Point labeling records:

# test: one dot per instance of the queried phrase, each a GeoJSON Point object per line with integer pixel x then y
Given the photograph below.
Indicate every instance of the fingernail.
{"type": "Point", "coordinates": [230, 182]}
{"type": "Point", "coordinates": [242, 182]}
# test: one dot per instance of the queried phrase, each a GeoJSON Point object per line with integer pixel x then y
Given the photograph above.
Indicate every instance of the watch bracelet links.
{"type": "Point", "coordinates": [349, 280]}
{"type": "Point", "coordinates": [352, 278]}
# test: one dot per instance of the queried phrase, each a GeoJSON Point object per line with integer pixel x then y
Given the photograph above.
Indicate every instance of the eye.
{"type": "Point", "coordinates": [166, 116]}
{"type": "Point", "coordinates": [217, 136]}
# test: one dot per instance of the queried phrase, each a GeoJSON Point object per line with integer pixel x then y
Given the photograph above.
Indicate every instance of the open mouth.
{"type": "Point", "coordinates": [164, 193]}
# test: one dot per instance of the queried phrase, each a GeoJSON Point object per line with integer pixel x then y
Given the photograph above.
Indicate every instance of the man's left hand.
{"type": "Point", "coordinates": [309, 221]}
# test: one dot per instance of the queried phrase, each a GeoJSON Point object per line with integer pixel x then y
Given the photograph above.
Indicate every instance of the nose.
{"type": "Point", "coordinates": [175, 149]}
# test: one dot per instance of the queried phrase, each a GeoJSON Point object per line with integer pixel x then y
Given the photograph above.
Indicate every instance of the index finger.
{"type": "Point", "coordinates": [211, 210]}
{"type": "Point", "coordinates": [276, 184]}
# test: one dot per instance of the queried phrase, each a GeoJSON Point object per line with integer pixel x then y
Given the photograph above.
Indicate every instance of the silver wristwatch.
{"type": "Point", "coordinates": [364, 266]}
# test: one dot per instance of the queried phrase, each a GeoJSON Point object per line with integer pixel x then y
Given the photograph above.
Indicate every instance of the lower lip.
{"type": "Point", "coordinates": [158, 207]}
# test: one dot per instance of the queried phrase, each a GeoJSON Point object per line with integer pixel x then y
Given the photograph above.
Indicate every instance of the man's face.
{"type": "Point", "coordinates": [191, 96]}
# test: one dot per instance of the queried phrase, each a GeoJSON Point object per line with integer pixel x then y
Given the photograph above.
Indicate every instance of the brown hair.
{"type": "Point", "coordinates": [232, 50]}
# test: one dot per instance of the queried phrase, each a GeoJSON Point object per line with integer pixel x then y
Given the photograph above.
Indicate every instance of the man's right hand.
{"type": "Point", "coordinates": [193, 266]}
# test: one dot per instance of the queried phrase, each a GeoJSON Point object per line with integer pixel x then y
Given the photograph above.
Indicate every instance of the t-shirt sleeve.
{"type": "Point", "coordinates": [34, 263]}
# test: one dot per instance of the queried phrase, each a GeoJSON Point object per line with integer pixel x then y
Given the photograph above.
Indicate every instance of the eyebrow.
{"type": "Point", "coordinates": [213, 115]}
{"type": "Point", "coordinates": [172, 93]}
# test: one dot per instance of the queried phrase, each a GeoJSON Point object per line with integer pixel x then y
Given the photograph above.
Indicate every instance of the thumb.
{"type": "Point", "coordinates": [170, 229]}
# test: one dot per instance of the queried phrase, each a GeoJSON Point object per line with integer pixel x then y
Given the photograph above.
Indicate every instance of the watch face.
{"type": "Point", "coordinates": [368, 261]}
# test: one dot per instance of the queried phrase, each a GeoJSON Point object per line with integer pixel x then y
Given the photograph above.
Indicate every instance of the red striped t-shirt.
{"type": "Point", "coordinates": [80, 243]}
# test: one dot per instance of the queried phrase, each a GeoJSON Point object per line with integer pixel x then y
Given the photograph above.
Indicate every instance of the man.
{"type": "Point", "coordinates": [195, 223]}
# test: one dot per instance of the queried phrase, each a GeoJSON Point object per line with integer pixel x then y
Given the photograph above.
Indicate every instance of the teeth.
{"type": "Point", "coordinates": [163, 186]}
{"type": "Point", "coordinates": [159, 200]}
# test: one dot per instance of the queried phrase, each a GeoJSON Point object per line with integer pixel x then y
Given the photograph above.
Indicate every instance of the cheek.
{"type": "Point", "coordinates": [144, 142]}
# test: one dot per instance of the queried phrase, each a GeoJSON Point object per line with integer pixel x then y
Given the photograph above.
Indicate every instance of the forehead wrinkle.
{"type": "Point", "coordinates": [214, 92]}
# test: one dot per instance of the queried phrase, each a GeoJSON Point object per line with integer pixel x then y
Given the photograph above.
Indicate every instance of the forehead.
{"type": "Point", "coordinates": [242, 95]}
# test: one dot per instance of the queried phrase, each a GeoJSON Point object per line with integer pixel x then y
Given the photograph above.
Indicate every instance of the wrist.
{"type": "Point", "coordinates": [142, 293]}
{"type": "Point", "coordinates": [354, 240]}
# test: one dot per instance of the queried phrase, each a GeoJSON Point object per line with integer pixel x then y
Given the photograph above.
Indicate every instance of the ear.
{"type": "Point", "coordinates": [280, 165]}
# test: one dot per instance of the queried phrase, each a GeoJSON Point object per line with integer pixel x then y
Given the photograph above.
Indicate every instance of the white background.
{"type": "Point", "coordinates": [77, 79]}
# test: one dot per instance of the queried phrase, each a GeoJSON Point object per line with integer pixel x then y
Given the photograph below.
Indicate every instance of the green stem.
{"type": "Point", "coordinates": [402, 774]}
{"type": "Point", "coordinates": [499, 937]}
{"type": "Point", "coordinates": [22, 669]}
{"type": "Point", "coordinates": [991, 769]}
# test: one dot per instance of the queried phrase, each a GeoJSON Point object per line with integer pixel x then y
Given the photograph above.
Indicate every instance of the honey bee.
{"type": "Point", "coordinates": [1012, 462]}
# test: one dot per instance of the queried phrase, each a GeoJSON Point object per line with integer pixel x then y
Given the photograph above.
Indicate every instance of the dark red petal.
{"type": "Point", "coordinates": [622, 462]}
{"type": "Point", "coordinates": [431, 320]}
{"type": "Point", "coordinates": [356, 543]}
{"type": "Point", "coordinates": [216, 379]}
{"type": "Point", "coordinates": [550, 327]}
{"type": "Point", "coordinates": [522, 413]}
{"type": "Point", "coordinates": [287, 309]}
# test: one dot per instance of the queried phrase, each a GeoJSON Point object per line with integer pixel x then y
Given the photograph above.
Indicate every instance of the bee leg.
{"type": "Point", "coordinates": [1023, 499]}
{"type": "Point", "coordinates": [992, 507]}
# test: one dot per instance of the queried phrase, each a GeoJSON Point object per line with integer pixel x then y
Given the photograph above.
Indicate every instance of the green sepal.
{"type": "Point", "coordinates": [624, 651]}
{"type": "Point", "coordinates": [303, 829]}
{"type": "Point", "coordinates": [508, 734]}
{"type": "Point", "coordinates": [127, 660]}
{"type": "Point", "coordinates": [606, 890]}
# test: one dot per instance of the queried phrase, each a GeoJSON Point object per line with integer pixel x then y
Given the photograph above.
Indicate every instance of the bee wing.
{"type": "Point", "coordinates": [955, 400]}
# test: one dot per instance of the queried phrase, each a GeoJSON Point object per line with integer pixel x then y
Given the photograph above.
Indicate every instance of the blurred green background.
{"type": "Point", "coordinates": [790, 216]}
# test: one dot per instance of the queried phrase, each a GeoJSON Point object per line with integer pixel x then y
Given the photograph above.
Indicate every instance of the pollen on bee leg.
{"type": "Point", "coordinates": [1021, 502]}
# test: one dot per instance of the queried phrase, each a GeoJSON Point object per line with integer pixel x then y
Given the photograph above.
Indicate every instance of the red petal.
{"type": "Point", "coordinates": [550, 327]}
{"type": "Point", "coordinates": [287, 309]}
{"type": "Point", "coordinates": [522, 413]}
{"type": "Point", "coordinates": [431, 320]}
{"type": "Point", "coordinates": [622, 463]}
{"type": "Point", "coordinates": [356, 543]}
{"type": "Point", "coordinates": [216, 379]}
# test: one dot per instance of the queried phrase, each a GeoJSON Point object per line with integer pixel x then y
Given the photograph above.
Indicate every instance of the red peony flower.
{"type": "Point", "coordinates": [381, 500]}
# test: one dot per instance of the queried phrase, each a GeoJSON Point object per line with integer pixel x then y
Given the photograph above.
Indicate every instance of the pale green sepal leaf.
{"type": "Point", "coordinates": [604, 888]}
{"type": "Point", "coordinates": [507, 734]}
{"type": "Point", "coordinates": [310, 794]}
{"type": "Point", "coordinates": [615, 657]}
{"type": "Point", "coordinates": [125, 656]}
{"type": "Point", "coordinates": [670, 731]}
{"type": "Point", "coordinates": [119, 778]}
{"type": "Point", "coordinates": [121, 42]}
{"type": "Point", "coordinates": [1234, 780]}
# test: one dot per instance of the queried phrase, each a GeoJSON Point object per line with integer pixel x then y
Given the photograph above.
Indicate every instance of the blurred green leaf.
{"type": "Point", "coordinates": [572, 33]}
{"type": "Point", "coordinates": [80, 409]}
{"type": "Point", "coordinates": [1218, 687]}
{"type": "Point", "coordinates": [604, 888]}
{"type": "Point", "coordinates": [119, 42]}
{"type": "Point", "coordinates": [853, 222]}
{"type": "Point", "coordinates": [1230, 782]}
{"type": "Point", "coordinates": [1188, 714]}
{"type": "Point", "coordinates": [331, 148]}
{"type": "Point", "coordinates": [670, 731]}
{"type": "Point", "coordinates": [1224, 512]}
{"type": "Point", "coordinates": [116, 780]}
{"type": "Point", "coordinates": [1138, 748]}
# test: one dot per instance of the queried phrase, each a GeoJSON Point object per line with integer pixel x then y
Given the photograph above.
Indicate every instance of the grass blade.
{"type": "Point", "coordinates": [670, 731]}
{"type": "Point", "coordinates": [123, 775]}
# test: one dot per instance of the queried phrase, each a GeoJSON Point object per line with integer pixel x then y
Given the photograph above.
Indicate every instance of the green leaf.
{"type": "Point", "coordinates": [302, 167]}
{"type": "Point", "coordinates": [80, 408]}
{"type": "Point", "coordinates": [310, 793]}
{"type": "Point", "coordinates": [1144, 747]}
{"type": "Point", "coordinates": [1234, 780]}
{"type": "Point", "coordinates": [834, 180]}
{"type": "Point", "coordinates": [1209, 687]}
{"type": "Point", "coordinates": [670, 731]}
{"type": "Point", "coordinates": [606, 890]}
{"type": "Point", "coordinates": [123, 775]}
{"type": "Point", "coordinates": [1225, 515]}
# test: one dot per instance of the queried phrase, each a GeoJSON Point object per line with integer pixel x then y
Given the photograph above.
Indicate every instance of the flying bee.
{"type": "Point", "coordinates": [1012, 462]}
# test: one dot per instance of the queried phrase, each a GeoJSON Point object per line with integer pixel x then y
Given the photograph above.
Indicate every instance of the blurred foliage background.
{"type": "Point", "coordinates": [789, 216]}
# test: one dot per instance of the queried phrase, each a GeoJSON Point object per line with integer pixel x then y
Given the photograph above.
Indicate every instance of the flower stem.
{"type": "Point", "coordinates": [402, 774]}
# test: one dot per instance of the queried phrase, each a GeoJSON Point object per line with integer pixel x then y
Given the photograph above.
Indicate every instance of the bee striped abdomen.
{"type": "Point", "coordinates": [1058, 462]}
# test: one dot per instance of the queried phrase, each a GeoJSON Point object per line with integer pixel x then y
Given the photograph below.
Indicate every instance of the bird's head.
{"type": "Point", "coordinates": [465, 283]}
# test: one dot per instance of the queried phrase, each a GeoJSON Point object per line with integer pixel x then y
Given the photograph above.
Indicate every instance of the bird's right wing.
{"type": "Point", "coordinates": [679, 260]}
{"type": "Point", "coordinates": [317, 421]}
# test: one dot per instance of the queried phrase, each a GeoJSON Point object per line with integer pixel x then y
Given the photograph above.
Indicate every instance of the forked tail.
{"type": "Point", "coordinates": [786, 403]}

### What you need to do
From the records above, keep every line that contains the string "shirt" and copy each one out unchanged. Matching is case-sensitive.

### Output for this exercise
Indicate every instance of the t-shirt sleeve.
Indicate every instance of the red striped t-shirt.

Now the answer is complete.